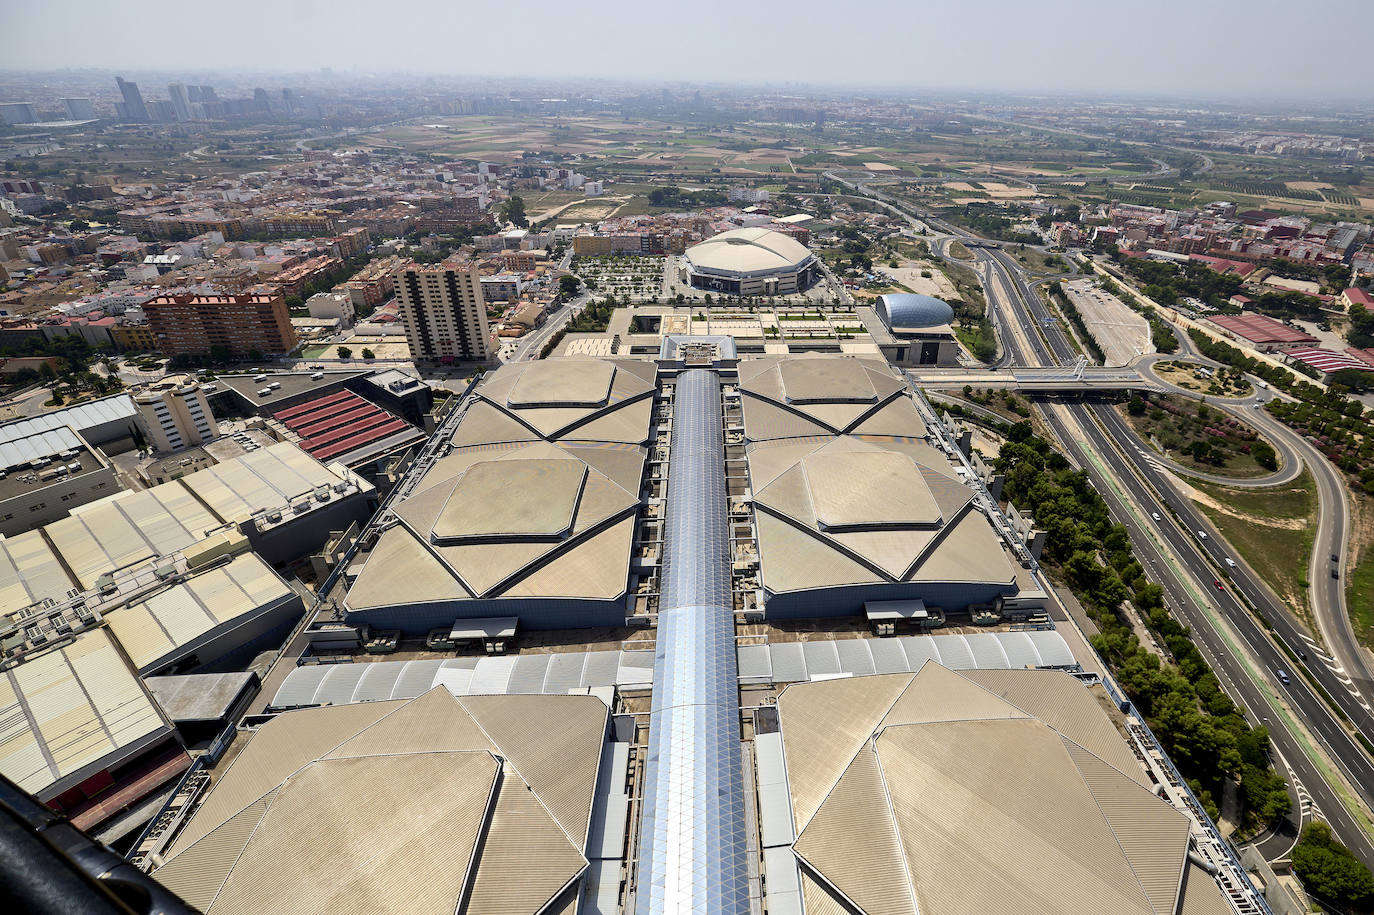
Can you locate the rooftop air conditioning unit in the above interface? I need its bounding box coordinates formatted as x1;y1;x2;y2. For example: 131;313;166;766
265;511;283;524
293;502;310;514
253;374;267;382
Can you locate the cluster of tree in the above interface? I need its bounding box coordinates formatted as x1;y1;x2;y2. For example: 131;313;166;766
940;203;1040;245
1144;308;1181;354
1187;329;1372;487
996;423;1290;829
1348;305;1374;350
1117;256;1328;322
1047;281;1106;363
646;186;728;208
1259;258;1351;292
1291;821;1374;912
498;195;528;228
0;333;106;377
1117;258;1244;310
567;297;617;333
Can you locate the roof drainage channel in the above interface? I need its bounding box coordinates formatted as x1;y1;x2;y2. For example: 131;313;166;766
635;369;750;914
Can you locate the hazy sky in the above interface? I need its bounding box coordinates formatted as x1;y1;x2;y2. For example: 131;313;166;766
9;0;1373;100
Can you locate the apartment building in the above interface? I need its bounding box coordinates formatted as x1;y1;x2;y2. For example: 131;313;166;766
144;292;298;357
394;262;490;362
134;375;219;452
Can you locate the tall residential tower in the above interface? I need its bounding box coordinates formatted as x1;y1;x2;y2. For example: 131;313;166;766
393;262;491;362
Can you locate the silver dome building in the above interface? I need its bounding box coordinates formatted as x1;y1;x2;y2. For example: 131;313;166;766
868;293;962;366
682;227;819;296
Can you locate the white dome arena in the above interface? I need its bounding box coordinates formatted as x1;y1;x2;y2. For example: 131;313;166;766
683;228;819;296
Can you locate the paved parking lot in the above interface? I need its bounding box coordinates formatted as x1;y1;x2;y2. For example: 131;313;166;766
1062;278;1151;366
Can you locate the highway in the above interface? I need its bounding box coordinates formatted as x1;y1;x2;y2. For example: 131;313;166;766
819;174;1374;864
967;241;1374;866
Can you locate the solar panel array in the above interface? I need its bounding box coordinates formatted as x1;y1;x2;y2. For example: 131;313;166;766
636;370;750;915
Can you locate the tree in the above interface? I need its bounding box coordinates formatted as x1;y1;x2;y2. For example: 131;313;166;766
501;195;528;228
361;348;375;360
336;346;353;359
1292;821;1374;911
1252;441;1277;472
559;275;581;299
1127;395;1146;416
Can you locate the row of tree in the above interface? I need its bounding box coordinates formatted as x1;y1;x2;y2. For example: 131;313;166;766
994;422;1291;830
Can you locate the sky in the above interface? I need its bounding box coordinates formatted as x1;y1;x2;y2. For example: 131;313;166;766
8;0;1374;101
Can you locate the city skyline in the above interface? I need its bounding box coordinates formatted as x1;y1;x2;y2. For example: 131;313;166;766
8;0;1374;101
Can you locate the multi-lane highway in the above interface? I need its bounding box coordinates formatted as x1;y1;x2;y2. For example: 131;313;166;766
964;237;1374;865
843;164;1374;863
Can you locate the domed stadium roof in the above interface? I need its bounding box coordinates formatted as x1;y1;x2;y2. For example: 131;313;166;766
684;227;814;276
876;293;955;331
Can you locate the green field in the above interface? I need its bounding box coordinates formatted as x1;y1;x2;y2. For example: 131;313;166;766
1191;471;1318;620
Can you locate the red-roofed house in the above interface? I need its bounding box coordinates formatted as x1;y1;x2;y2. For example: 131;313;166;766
1341;288;1373;311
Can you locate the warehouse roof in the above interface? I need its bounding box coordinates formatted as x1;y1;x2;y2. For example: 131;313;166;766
778;664;1196;915
452;357;657;446
347;439;642;610
0;394;136;446
45;484;226;590
1208;313;1316;345
0;627;171;799
154;689;607;915
272;389;421;465
177;441;369;526
272;649;655;707
345;359;654;619
0;529;76;611
103;553;299;674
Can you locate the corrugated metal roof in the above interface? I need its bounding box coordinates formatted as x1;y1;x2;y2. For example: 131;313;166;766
778;666;1192;915
272;649;656;709
739;631;1078;686
0;627;171;798
753;732;796;849
0;425;82;470
0;394;135;445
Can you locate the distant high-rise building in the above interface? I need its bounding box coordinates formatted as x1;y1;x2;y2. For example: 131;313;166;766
394;262;491;362
200;85;218;103
115;77;149;121
144;292;298;358
133;375;219;453
280;88;297;114
145;99;174;122
0;103;37;126
61;98;95;120
253;88;272;113
167;82;193;122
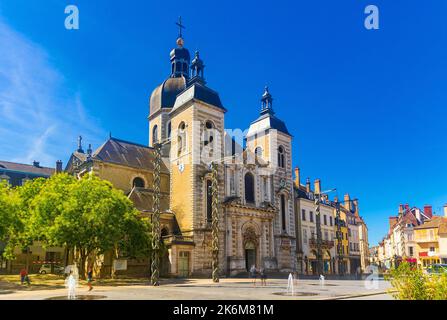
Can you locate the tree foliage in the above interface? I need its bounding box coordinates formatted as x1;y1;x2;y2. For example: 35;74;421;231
388;262;447;300
0;182;22;259
1;173;153;277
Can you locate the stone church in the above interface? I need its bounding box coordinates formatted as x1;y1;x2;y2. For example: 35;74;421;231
66;28;296;277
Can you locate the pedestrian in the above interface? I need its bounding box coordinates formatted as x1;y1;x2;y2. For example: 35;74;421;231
19;268;28;285
87;267;94;291
25;274;31;285
259;267;267;286
249;265;257;287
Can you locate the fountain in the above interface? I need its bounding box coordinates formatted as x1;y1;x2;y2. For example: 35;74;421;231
272;273;318;297
287;273;294;296
64;264;79;300
319;274;325;288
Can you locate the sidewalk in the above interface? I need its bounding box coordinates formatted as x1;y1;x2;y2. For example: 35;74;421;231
0;276;394;300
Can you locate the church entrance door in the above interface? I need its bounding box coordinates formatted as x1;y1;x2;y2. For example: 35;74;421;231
245;241;256;271
178;251;189;277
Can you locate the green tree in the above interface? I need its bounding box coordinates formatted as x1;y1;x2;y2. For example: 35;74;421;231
3;178;47;266
32;173;151;278
0;181;20;260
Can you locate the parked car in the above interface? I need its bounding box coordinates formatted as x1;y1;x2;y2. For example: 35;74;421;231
39;264;65;275
426;264;447;275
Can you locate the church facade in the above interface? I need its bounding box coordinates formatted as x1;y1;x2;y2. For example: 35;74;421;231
67;30;297;277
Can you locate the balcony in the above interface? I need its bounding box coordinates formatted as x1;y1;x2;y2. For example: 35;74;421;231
415;237;438;243
309;238;334;249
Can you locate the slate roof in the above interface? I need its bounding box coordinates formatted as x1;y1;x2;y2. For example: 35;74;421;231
250;111;290;136
128;188;170;212
150;76;187;116
414;216;447;230
0;160;54;176
172;81;226;111
92;138;169;173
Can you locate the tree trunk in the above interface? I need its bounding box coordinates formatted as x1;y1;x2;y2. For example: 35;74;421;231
79;249;87;280
25;247;31;272
109;245;116;279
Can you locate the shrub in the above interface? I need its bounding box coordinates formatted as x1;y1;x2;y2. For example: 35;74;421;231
388;262;447;300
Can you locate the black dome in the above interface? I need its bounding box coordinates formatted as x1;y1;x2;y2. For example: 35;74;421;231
149;76;187;117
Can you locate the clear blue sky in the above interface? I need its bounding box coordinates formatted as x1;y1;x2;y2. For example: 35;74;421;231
0;0;446;245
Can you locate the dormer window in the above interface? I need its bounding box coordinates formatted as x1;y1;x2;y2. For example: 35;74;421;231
133;177;145;188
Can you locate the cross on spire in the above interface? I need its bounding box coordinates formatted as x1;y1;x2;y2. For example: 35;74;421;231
176;16;185;38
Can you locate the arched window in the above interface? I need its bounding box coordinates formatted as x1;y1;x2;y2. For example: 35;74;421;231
206;180;213;223
178;122;186;156
152;125;159;145
161;227;169;238
204;120;214;146
281;194;287;231
255;147;263;161
278;146;285;168
133;177;145;188
244;173;255;204
167;121;172;140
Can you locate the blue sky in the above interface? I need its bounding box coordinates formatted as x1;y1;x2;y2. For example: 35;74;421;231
0;0;446;245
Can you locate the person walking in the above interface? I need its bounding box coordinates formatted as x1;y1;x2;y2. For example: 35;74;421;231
259;267;267;286
87;267;94;291
249;265;257;287
19;268;30;285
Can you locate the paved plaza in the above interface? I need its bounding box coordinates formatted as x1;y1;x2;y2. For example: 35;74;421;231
0;277;394;300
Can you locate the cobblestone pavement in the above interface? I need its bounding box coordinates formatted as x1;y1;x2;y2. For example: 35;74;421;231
0;278;393;300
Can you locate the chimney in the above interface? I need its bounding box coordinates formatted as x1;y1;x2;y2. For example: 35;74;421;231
389;217;398;231
55;160;63;174
306;178;311;193
353;199;359;217
424;205;433;219
398;204;404;214
344;194;351;210
294;167;300;188
314;179;321;195
334;196;339;203
443;204;447;218
33;161;40;167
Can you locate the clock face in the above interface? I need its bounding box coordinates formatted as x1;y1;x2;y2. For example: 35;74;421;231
178;163;184;173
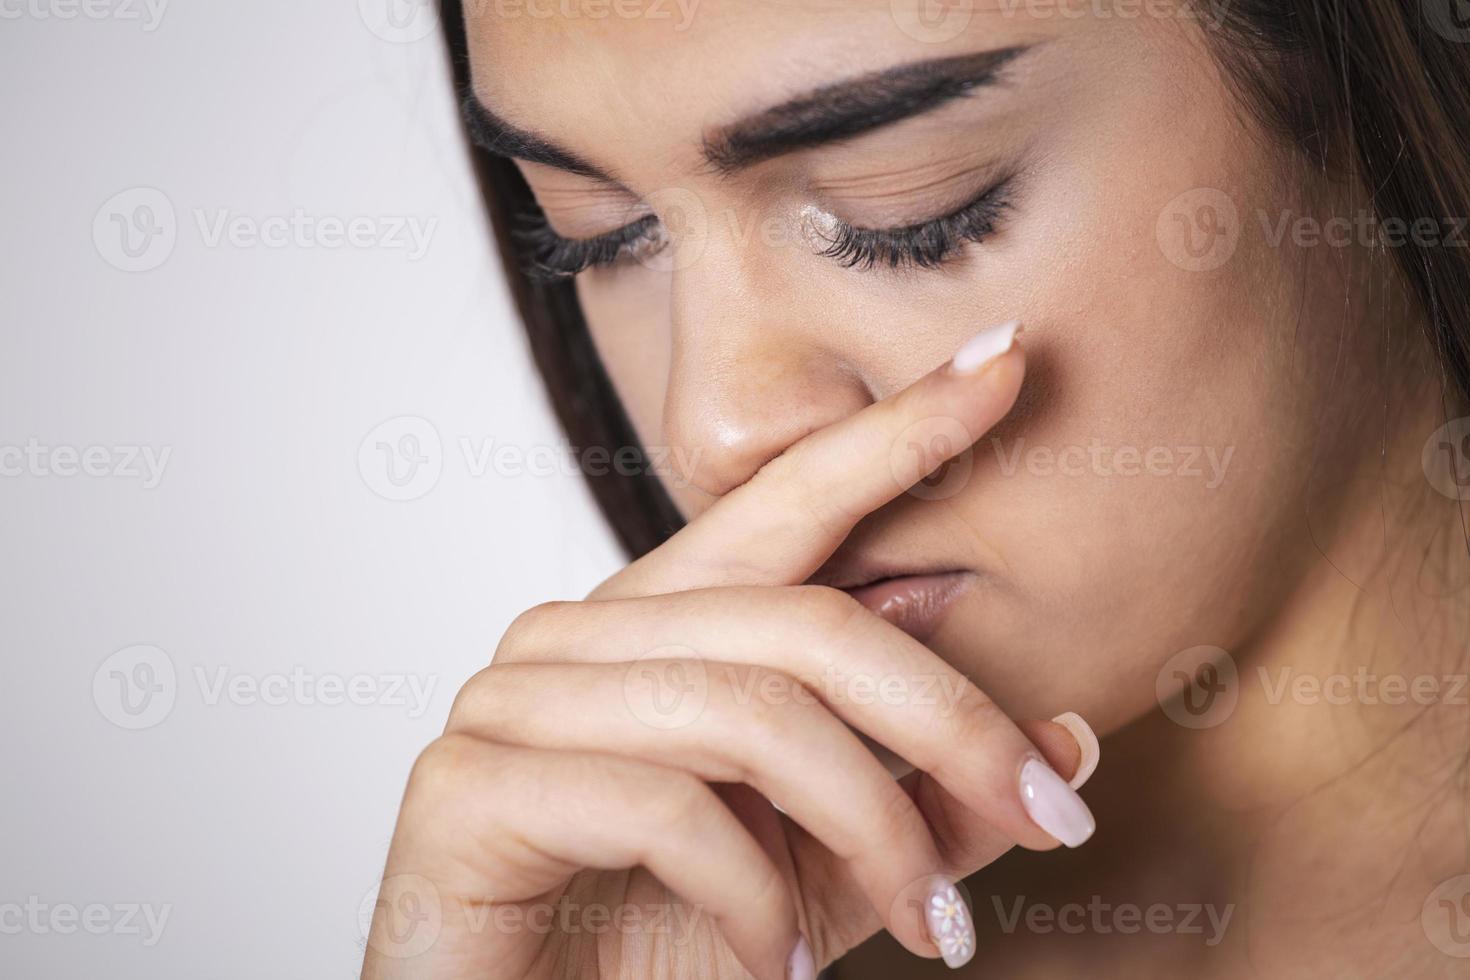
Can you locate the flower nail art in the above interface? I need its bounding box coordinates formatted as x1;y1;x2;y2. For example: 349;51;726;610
926;879;975;968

# Activity:
Print every line from the one that contains "Can you locate the flower" to the end of the records, exactly as written, and nothing more.

# Response for this exercise:
Can you locate the flower nail art in the above interface? I need its bounding box coordinates formatted as x1;y1;x2;y2. For example: 349;51;726;610
926;879;975;968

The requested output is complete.